--- SOURCE DATA ---

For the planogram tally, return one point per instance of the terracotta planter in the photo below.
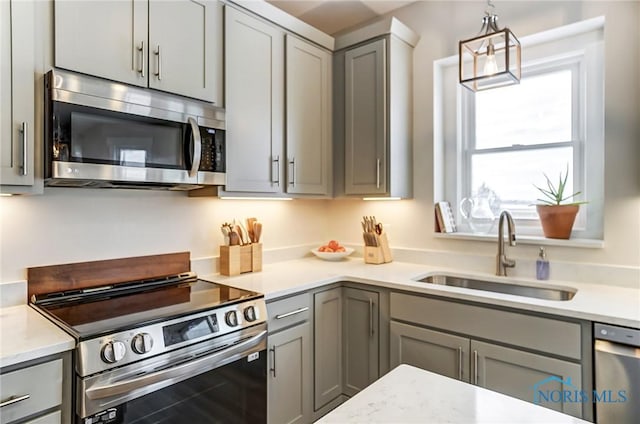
(557, 220)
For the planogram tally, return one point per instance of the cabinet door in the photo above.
(308, 104)
(103, 38)
(290, 375)
(185, 39)
(525, 375)
(365, 119)
(327, 346)
(17, 92)
(430, 350)
(254, 72)
(360, 339)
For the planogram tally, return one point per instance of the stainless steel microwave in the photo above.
(100, 133)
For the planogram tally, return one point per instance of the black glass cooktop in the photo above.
(107, 312)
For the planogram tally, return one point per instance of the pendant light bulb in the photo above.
(490, 65)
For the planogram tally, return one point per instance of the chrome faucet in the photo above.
(502, 262)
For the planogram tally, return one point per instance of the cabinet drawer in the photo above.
(533, 332)
(42, 383)
(290, 311)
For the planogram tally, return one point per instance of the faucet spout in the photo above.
(502, 262)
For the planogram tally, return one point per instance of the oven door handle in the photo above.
(194, 367)
(197, 147)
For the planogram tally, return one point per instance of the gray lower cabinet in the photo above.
(520, 374)
(361, 342)
(327, 326)
(519, 354)
(290, 387)
(442, 353)
(290, 375)
(36, 392)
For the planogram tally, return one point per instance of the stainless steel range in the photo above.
(170, 349)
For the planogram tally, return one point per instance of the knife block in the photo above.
(235, 260)
(379, 254)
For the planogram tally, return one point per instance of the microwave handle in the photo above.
(197, 148)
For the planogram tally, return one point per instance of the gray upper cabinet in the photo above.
(17, 81)
(174, 46)
(327, 346)
(373, 83)
(308, 118)
(254, 69)
(365, 123)
(361, 339)
(276, 144)
(290, 375)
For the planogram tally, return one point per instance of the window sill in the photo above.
(536, 240)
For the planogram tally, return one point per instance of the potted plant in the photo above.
(557, 217)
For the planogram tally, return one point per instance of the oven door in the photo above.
(214, 382)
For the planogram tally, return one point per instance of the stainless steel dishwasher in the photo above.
(617, 374)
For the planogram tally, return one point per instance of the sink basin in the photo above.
(546, 293)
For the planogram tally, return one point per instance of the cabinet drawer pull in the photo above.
(292, 162)
(14, 399)
(275, 175)
(273, 362)
(141, 50)
(475, 367)
(288, 314)
(371, 317)
(25, 141)
(159, 73)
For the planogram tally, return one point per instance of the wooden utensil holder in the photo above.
(235, 260)
(379, 254)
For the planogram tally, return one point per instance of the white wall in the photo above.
(441, 24)
(71, 225)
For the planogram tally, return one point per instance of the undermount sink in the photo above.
(546, 293)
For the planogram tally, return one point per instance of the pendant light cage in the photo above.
(492, 59)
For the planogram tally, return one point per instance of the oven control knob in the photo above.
(250, 313)
(142, 343)
(113, 351)
(231, 318)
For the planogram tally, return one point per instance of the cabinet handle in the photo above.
(475, 367)
(273, 362)
(14, 399)
(25, 153)
(159, 73)
(275, 178)
(141, 50)
(292, 162)
(371, 317)
(288, 314)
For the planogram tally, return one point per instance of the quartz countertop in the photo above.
(609, 304)
(411, 395)
(27, 335)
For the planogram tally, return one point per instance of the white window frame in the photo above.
(579, 47)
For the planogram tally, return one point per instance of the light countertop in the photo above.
(411, 395)
(27, 335)
(594, 302)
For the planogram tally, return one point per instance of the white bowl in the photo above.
(332, 256)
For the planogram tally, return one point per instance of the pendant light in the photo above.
(491, 59)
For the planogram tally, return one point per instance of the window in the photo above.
(501, 142)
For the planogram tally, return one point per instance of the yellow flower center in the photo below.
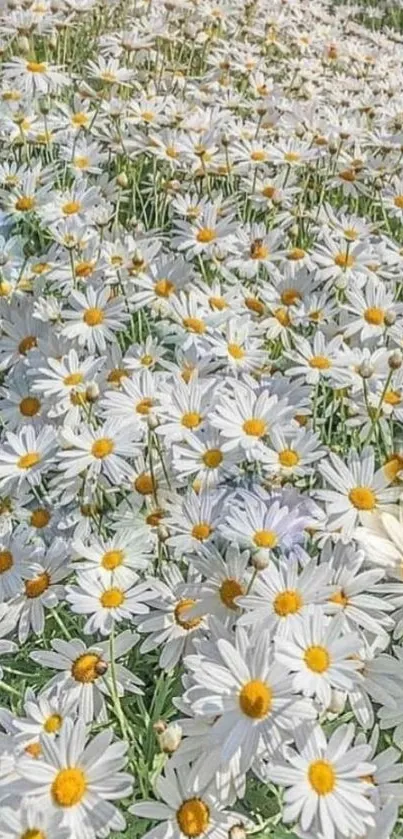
(69, 787)
(40, 518)
(374, 316)
(193, 817)
(344, 260)
(37, 586)
(112, 560)
(194, 325)
(255, 427)
(93, 316)
(322, 777)
(73, 379)
(6, 561)
(25, 203)
(145, 484)
(164, 288)
(27, 344)
(212, 458)
(288, 458)
(112, 598)
(29, 406)
(320, 362)
(255, 699)
(317, 659)
(53, 724)
(229, 590)
(288, 602)
(180, 611)
(265, 539)
(201, 531)
(362, 498)
(28, 460)
(235, 351)
(36, 67)
(102, 448)
(84, 668)
(71, 207)
(206, 235)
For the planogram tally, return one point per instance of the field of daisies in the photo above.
(201, 419)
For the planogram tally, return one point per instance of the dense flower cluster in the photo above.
(201, 396)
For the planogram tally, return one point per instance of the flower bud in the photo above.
(395, 360)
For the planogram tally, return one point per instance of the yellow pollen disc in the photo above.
(339, 598)
(265, 539)
(288, 602)
(193, 817)
(29, 406)
(290, 296)
(27, 344)
(79, 119)
(84, 668)
(34, 750)
(194, 325)
(206, 235)
(112, 598)
(317, 659)
(212, 458)
(93, 316)
(191, 420)
(115, 376)
(102, 448)
(25, 203)
(344, 260)
(288, 458)
(322, 777)
(71, 207)
(40, 518)
(255, 699)
(320, 362)
(112, 559)
(374, 316)
(6, 561)
(36, 67)
(164, 288)
(144, 406)
(69, 787)
(201, 531)
(258, 155)
(27, 461)
(144, 484)
(229, 590)
(73, 379)
(295, 254)
(392, 397)
(53, 724)
(235, 351)
(180, 614)
(255, 427)
(33, 833)
(37, 586)
(362, 498)
(255, 305)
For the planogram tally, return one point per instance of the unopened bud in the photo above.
(23, 44)
(122, 180)
(170, 738)
(390, 318)
(260, 560)
(92, 392)
(365, 370)
(395, 360)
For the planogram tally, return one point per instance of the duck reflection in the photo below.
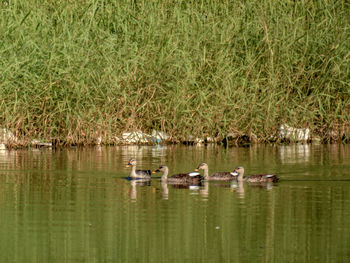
(165, 190)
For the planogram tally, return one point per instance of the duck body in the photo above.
(256, 178)
(138, 174)
(218, 176)
(183, 178)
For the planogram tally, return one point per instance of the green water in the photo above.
(75, 205)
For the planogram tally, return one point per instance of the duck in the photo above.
(138, 174)
(257, 178)
(218, 176)
(191, 177)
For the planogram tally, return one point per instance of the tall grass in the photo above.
(77, 70)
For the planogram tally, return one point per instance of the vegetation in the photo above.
(77, 70)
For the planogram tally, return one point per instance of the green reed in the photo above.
(77, 70)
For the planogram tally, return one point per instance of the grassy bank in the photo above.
(77, 70)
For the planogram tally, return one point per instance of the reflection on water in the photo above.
(75, 205)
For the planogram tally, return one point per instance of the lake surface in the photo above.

---

(EXERCISE):
Which lines run from the one holding "bank in the photo above." through the end of the data? Write them out exactly, ends included, and add nothing.

(PROBLEM SOLUTION):
For the planogram tally, return one point per instance of the grassy bank in the photo above.
(77, 70)
For the planogram tally, return one point per instance of the reflection on water in the photo above.
(75, 205)
For the planogram tally, return one point per instance of the lake surface in the photo above.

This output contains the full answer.